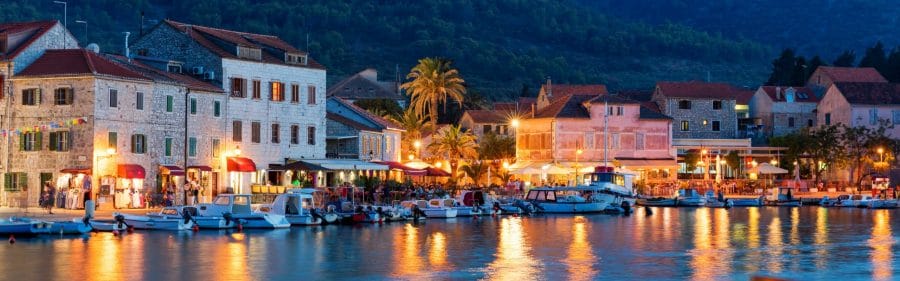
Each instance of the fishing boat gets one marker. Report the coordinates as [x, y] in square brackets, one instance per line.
[657, 202]
[168, 218]
[782, 197]
[24, 226]
[298, 207]
[568, 200]
[236, 207]
[689, 197]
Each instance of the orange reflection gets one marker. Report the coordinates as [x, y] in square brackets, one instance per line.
[775, 246]
[821, 238]
[881, 243]
[513, 261]
[580, 259]
[437, 255]
[407, 261]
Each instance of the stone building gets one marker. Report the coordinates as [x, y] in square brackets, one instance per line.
[275, 107]
[783, 110]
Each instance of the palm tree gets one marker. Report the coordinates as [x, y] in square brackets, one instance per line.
[454, 144]
[433, 82]
[415, 127]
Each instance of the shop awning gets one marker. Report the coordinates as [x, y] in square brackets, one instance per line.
[86, 171]
[299, 166]
[131, 171]
[240, 164]
[201, 168]
[348, 164]
[171, 170]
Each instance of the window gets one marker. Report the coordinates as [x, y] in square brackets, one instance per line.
[639, 141]
[139, 101]
[138, 144]
[311, 94]
[276, 133]
[168, 147]
[60, 141]
[295, 134]
[15, 181]
[63, 96]
[295, 93]
[277, 91]
[311, 135]
[255, 132]
[236, 131]
[30, 141]
[112, 141]
[192, 147]
[113, 98]
[256, 89]
[238, 87]
[216, 144]
[31, 96]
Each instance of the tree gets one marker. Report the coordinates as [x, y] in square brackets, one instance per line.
[454, 144]
[846, 59]
[433, 82]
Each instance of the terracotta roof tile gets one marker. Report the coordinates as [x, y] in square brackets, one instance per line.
[77, 62]
[852, 74]
[870, 92]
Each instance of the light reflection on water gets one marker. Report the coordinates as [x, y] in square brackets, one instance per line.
[672, 244]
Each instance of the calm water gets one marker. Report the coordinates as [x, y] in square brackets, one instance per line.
[672, 244]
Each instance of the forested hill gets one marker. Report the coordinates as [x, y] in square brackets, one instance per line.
[498, 45]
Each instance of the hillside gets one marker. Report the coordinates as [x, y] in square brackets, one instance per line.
[497, 45]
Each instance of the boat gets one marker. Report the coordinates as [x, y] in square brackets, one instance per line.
[568, 200]
[298, 206]
[237, 208]
[882, 204]
[24, 226]
[168, 218]
[782, 197]
[657, 202]
[689, 197]
[72, 226]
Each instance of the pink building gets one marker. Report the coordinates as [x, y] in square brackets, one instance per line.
[548, 143]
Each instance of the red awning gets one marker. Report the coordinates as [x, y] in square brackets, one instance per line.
[241, 164]
[86, 171]
[171, 170]
[202, 168]
[131, 171]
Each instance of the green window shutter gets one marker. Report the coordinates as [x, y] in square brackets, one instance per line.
[53, 141]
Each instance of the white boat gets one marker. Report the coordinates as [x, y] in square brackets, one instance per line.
[169, 218]
[236, 207]
[568, 200]
[298, 206]
[689, 197]
[24, 226]
[882, 204]
[657, 202]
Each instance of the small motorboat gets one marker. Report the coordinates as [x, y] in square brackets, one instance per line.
[657, 202]
[24, 226]
[73, 226]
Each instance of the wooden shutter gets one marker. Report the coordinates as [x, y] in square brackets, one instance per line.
[53, 141]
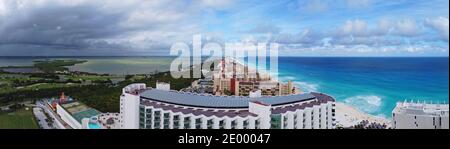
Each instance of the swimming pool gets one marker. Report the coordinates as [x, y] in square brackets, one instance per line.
[94, 126]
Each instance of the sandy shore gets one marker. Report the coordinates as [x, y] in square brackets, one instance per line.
[347, 116]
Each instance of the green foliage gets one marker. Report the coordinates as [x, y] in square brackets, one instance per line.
[55, 65]
[19, 119]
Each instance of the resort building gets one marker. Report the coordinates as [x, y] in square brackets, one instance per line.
[75, 114]
[78, 115]
[408, 115]
[239, 80]
[149, 108]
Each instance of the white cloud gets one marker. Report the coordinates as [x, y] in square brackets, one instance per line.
[441, 25]
[315, 6]
[359, 3]
[408, 27]
[355, 28]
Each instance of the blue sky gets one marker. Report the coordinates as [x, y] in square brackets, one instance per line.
[301, 27]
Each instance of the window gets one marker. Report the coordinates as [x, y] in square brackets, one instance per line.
[210, 124]
[233, 124]
[198, 123]
[221, 124]
[186, 123]
[275, 121]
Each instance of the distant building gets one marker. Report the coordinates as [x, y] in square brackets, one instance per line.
[76, 114]
[147, 108]
[239, 80]
[407, 115]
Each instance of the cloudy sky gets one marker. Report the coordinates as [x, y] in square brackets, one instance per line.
[150, 27]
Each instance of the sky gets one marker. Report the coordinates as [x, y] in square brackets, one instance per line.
[150, 27]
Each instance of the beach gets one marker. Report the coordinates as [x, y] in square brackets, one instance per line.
[347, 116]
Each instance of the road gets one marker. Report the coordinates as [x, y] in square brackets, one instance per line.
[41, 118]
[60, 124]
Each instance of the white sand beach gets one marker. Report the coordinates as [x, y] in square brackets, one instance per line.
[347, 116]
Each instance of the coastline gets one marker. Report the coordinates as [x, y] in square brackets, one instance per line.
[347, 116]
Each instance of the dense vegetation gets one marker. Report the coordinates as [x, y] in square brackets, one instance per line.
[55, 65]
[102, 95]
[19, 119]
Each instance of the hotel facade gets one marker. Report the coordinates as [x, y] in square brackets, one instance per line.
[408, 115]
[162, 108]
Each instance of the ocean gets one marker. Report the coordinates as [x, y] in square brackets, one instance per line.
[372, 85]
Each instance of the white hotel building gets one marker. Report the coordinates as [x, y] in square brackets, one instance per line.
[407, 115]
[162, 108]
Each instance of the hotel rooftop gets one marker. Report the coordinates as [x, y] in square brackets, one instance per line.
[79, 110]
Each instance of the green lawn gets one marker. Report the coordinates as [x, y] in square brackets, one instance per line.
[20, 119]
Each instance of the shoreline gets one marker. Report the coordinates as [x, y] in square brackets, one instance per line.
[347, 116]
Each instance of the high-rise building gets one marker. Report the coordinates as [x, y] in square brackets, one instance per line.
[148, 108]
[409, 115]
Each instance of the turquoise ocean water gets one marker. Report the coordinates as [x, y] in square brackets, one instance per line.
[372, 85]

──────────────────────────────

Work to complete:
Repeat the data exactly, excluding the pictures.

Solution:
Each instance of the fishing boat gets one marker. Report the coordinates as [x, y] in square brackets, one instance per line.
[657, 202]
[168, 218]
[782, 197]
[24, 226]
[298, 207]
[568, 200]
[236, 207]
[689, 197]
Each instance of the orange reflection gets one marker. Report the coordinates as [x, y] in square brackets, one instance per line.
[775, 246]
[821, 238]
[881, 243]
[513, 261]
[580, 259]
[437, 255]
[407, 261]
Each instance of the stone building gets one marker. Report the coordinates as [x, y] in square brackets, one instance per line.
[275, 107]
[783, 110]
Each instance of the palm tree gets one marker. Report the coordinates as [x, y] in square brackets, one instance per line.
[454, 144]
[433, 82]
[415, 127]
Each instance of the shop awning gets one marker. Report the coordinates as [x, y] in square brackets, one instance per line.
[86, 171]
[299, 166]
[131, 171]
[240, 164]
[201, 168]
[348, 164]
[171, 170]
Each instance of the window gets one marker. Report the coordinates as [x, y] in square brackets, one instance per line.
[639, 141]
[139, 101]
[138, 144]
[311, 94]
[276, 133]
[168, 147]
[60, 141]
[295, 134]
[15, 181]
[63, 96]
[295, 93]
[277, 91]
[311, 135]
[255, 132]
[236, 131]
[30, 141]
[112, 141]
[192, 147]
[113, 98]
[256, 89]
[238, 87]
[216, 144]
[31, 96]
Each instance of the tree gets one marker. Report the coordinates as [x, y] in square brackets, one instance per line.
[454, 144]
[846, 59]
[433, 82]
Each instance of the terracotta roof tile gets one marker. Report the coordinates as [x, y] in square brackets, one instance per line.
[77, 62]
[852, 74]
[870, 92]
Each instance of the light reflection on water gets one marker. Report the coordinates as [x, y] in square brackets, one instance per line.
[672, 244]
Each instance of the calm water gets one marker. Report the coordinates as [x, y] in square brackets, one instance per line.
[672, 244]
Each instance of the forested hill gets one marker. Report the coordinates as [x, y] in square brackets, one instance per line.
[498, 45]
Each instance of the hillside gets one marker. Report the coordinates as [x, y] in square brackets, one instance per line.
[497, 45]
Each instance of the boat gets one marker. Report the coordinates as [x, y] in square brackets, one instance per line.
[568, 200]
[298, 206]
[237, 208]
[882, 204]
[24, 226]
[168, 218]
[782, 197]
[657, 202]
[689, 197]
[72, 226]
Each instance of the pink building gets one marker. Report the coordinates as [x, y] in square brackets, one instance per line.
[548, 143]
Each instance of the red awning gets one marker. Report the coordinates as [x, y] in square brackets, one instance per line.
[241, 164]
[86, 171]
[171, 170]
[202, 168]
[131, 171]
Each instance of the green window shutter gets one marker. Report the coordinates as [x, y] in square brackets, one instance per line.
[53, 141]
Each instance of the white boat gets one marker. Report the coordinates as [x, y] in square brackets, one instance per line.
[169, 218]
[236, 207]
[568, 200]
[298, 206]
[689, 197]
[24, 226]
[882, 204]
[657, 202]
Each instance of the small motorboat gets one marker. Report the coordinates as [x, y] in square brackets, one instance per line.
[657, 202]
[24, 226]
[73, 226]
Each instance of the wooden shutter gets one marker. Report the coordinates as [x, y] in square brackets, one instance per line.
[53, 141]
Each instance of the swimming pool gets one marker. Report the coordinates as [x, y] in square brackets, one instance per line.
[94, 126]
Each instance of the sandy shore gets one marker. Report the coordinates as [x, y] in square brackets, one instance per line.
[347, 116]
Each instance of the green foliage gets one marker. Report the coordinates as [x, y] in square brackets, one instance per line.
[55, 65]
[19, 119]
Each instance of the resort building gets one marker. Report the coordinates as [x, y] in square brackets, one instance per line.
[75, 114]
[78, 115]
[408, 115]
[239, 80]
[149, 108]
Each instance of the white cloud gets one marker. Report the coordinates as [x, y] in square brackets, one instance per line.
[441, 25]
[315, 6]
[359, 3]
[408, 27]
[355, 28]
Each instance of the blue sky gets one marker. Report the coordinates as [x, y] in square brackets, one instance per line.
[301, 27]
Each instance of the window gets one marker. Report the coordinates as [x, y] in square brackets, one instance per line.
[210, 124]
[233, 124]
[198, 123]
[221, 124]
[186, 123]
[275, 121]
Each instance of the distant building gets one marker. Report the coordinates as [x, y] in square brackets, one instance per line.
[76, 114]
[147, 108]
[239, 80]
[407, 115]
Each instance of the cloudy sky gets one marker. Report the coordinates as [x, y] in square brackets, one instance per line.
[150, 27]
Each instance of the sky gets one marker. Report the coordinates as [x, y] in square brackets, one instance per line.
[150, 27]
Each instance of the beach gets one marker. Report the coordinates as [x, y] in square brackets, one instance per line.
[347, 116]
Each instance of the road gets one marker. Report the coordinates as [x, y] in square brackets, one instance per line.
[41, 118]
[60, 124]
Each instance of the white sand beach gets one marker. Report the coordinates as [x, y] in square brackets, one instance per line.
[347, 116]
Each instance of the coastline gets one marker. Report the coordinates as [x, y] in square brackets, one instance per line.
[347, 116]
Each instance of the dense vegetation gets one marker. Report the coordinates as [x, y] in square brackets, one instance per line.
[55, 65]
[102, 95]
[19, 119]
Each instance of the hotel facade gets one marker. Report the coordinates as [x, y] in square brackets, one instance per line.
[408, 115]
[162, 108]
Each instance of the ocean gets one marker. Report the coordinates as [x, y] in square brackets, one instance per line.
[372, 85]
Each instance of the white hotel building gets one marker. Report the coordinates as [x, y] in square brackets, one instance per line.
[407, 115]
[162, 108]
Each instance of the hotel rooftop gets one marker. Report the coordinates as [x, y] in square brackets, one instance per line.
[79, 110]
Each instance of the green lawn gets one marker. Report the coordinates as [x, y] in square brackets, one instance per line.
[20, 119]
Each instance of the shoreline gets one marker. Report the coordinates as [x, y] in square brackets, one instance per line.
[347, 116]
Each instance of the high-rise building gets one marker. Report the coordinates as [x, y] in square brackets, one instance per line.
[148, 108]
[409, 115]
Each instance of the turquoise ocean water gets one marker. Report the coordinates as [x, y] in square brackets, one instance per line.
[372, 85]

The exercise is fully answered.